• **Written request**: Your task is to copy every record exactly.

::: Data excerpts

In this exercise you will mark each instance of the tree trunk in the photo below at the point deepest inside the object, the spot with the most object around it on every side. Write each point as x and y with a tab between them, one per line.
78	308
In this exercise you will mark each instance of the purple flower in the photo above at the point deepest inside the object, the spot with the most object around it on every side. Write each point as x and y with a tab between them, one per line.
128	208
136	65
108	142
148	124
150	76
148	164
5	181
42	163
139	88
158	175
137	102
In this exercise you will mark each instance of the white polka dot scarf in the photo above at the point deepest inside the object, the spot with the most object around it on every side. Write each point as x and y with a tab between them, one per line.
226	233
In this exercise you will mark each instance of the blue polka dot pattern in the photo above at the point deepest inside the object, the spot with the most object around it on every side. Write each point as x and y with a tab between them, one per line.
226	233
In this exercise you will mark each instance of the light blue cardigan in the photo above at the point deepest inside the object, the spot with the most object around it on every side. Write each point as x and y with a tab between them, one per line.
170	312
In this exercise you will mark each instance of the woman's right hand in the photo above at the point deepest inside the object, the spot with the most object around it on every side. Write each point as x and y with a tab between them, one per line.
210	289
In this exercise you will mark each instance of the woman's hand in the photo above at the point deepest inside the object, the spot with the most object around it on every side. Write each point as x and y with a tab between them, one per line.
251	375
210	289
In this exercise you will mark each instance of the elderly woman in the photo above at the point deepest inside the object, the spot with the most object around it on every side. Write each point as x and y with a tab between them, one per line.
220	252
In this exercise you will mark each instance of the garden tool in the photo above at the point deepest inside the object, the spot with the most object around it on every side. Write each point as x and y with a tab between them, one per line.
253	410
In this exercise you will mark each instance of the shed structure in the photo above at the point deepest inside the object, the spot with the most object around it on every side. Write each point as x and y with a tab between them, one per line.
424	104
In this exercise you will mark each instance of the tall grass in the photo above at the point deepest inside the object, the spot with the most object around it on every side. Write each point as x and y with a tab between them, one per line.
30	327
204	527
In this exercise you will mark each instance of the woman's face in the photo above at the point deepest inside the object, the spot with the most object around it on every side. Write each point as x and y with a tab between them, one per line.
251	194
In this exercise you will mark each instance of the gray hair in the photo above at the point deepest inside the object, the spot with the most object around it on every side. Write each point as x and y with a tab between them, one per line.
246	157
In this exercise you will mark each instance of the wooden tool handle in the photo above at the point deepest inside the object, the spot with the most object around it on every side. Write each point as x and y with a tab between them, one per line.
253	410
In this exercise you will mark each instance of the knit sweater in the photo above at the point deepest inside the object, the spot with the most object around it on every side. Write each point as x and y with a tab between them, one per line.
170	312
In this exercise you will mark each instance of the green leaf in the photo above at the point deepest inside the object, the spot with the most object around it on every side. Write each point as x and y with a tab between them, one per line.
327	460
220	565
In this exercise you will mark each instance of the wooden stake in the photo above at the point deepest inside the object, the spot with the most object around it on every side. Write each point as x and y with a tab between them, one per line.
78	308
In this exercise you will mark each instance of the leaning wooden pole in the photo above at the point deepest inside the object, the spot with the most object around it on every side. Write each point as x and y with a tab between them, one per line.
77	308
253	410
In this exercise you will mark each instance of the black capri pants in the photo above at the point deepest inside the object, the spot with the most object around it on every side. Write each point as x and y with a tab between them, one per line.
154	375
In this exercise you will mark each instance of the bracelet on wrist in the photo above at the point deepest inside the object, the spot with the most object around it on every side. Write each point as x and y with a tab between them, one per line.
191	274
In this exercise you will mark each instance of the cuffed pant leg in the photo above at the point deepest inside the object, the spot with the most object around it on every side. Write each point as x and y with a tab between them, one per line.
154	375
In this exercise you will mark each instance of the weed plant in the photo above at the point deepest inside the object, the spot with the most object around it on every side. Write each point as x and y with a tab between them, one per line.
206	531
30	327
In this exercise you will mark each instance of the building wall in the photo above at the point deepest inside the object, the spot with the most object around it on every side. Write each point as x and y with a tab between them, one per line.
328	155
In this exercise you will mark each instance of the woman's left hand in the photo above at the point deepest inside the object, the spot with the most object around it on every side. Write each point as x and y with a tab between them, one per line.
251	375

::::::

• **Result of the task**:
In this exercise you will mark each instance of the tree trunk in the photo below at the point deepest inside the object, the spot with the most object around it on every side. Write each point as x and y with a tab between them, one per line.
78	308
In this exercise you will mark each instance of the purple flower in the photo above at the point deepest inside the object, the spot with the most object around it on every side. Write each point as x and y with a tab between them, one per line.
128	208
136	65
108	142
148	124
150	76
148	164
5	181
42	163
139	88
158	175
137	102
In this exercise you will mark each instance of the white polka dot scarf in the photo above at the point deepest inside the object, the spot with the most object around it on every side. Write each point as x and y with a tab between them, one per line.
226	233
In this exercise you will mark each instance of the blue polka dot pattern in the photo above at the point deepest inside the object, the spot with the most object around it on every side. Write each point as x and y with a tab between them, one per line.
226	233
In this exercise you will mark each instance of the light blue cardigan in the photo above at the point deepest inside the object, the spot with the most object around it on every side. Write each point as x and y with a tab between them, one per line.
170	312
In this exercise you will mark each instance of the woman's right hand in the photo above at the point deepest inside the object, the spot with the most object around it on every side. Write each point as x and y with a tab between them, one per line.
210	289
In this exercise you will mark each instance of the woman's hand in the photo above at the point deepest inside the object, the spot with the most object around it on every side. Write each point as x and y with a tab between them, one per line.
251	375
210	289
In this exercise you will mark each instance of the elderly woman in the photo above at the point deepest inside the object, the spot with the most object around it on every side. Write each point as x and y with a tab between them, one per line.
220	252
In this exercise you will mark each instance of the garden tool in the photo above at the point deepest inside the object, the spot with the most object around it on every side. Write each point as x and y with a tab between them, one per line.
253	410
In this exercise you will mark each instance of the shed structure in the photo above at the point deepest inside the object, the spot with the most object around it on every side. Write each point as x and y with a tab between them, one per line.
424	104
In this exercise you will mark each instance of the tall grass in the photo above at the point deepest inside the object, the spot with the most object around it on every side. Write each point as x and y with a tab between them, one per line.
30	327
204	527
In this exercise you will mark each instance of the woman's face in the photo above at the point deepest inside the object, the spot with the most object around it on every side. Write each point as x and y with a tab between them, one per line.
251	194
In this exercise you will mark each instance of the gray hair in the photo above at the point deepest inside the object, the spot with the most object around it on every side. Write each point as x and y with a tab between them, one per line.
246	157
In this exercise you will mark each instance of the wooden tool handle in the photo above at the point deepest inside the object, the spot with the most object around it on every side. Write each point as x and y with a tab between them, one per line.
253	410
In this exercise you will mark each instance of the knit sweater in the photo above at the point deepest inside the object, the spot with the most object around it on every side. Write each point as x and y with a tab between them, one per line.
170	312
In this exercise you will mark each instance of the green leaf in the photo above at the point deepest inside the object, the spot with the most object around it on every side. Write each point as x and y with a tab between them, one per line.
327	460
220	565
In this exercise you will mark each instance of the wooden stake in the photo above at the point deepest inside the object, the spot with the most object around it on every side. Write each point as x and y with a tab between them, one per line.
78	308
In this exercise you will mark each instance of the leaning wooden pole in the photo above at the point deepest inside the object, the spot with the most object around it on every side. Write each point as x and y with a tab between them, one per line.
77	308
253	410
In this exercise you will mark each instance of the black capri pants in the photo above at the point deepest inside the object, the spot with the most object around it on every side. Write each point as x and y with a tab between them, one per line.
154	375
In this exercise you will mark each instance of the bracelet on wrist in the photo above at the point deepest inside the object, the spot with the most object around it on every side. Write each point as x and y with a tab between them, one per line.
191	274
In this exercise you will mark each instance of the cuffed pant leg in the photo above at the point deepest inside the object, the spot with the most object around it on every side. Write each point as x and y with a tab between them, one per line.
154	375
In this exercise you will mark each instance of the weed plant in the photo above at the point deepest inside the object, the spot with the most object around it on every side. Write each point as x and y with a tab between them, one per line.
206	531
30	327
In this exercise you will mark each instance of the building wall in the photo above at the point deepest inside the object, the spot with the most object around it on every side. Write each point as x and y with a tab between them, one per line.
328	155
In this exercise you will mark each instance of the woman's left hand in the photo above at the point deepest inside the object, the spot with the most object around it on every side. Write each point as x and y with a tab between them, one per line.
251	375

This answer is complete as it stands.